** PROVIDED PASSAGE follows **
Social status is likely to be associated with prosocial behavior when prosociality can signal dominance or higher standing (Eisenegger et al., 2012). For instance, Millet and Dewitte (2009) found that individuals exposed to higher amniotic testosterone concentrations are indeed more generous in the dictator game. Two mechanisms might drive this association. First, it seems that testosterone enhances self-image concerns, leading individuals to make choices which make them feel proud and to avoid those considered dishonorable (Wibral et al., 2012). Second, higher androgens levels suppress the immune system and are feasible only for healthy individuals. In that case, traits and behaviors associated with higher testosterone exposure become signals of superior health and genetic fitness (Puts et al., 2012).

Our results related to prenatal testosterone levels are consistent with this form of status signaling. We find a strong association between 2D:4D and truth-telling. This suggests that androgens exposure during foetal development is related to a pure preference for truth-telling, or alternatively, to a stronger lying aversion (Kartik, 2009; Millet, 2011).

In addition, we find a positive association between prenatal testosterone exposure and costly truth-telling, which is consistent with the idea that honesty in communication under divergent preferences can be seen as a signal of status. Sending a truthful message when most receivers are expected to believe it has a monetary cost compared to lying. Such behavior can in turn be rationalized as a costly signal of higher moral or resource standing (Gintis et al., 2001). This interpretation is also consistent with Weston et al. (2007) and van Honk et al. (2015), who find that testosterone administration reduces selfish misreporting and bluffing, and with the literature suggesting that amniotic testosterone concentrations are positively related with prosociality and altruism (e.g., van den Bergh and Dewitte, 2006; Millet and Dewitte, 2009).
** End of PROVIDED PASSAGE **
** COLLECTED DATA follows **
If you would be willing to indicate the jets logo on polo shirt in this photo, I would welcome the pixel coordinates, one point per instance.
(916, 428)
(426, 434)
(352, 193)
** End of COLLECTED DATA **
In the passage on testosterone and honesty, list every source cited in the paragraph that begins "Social status is likely to be associated", giving each as it appears there.

- Eisenegger et al., 2012
- Millet and Dewitte (2009)
- Wibral et al., 2012
- Puts et al., 2012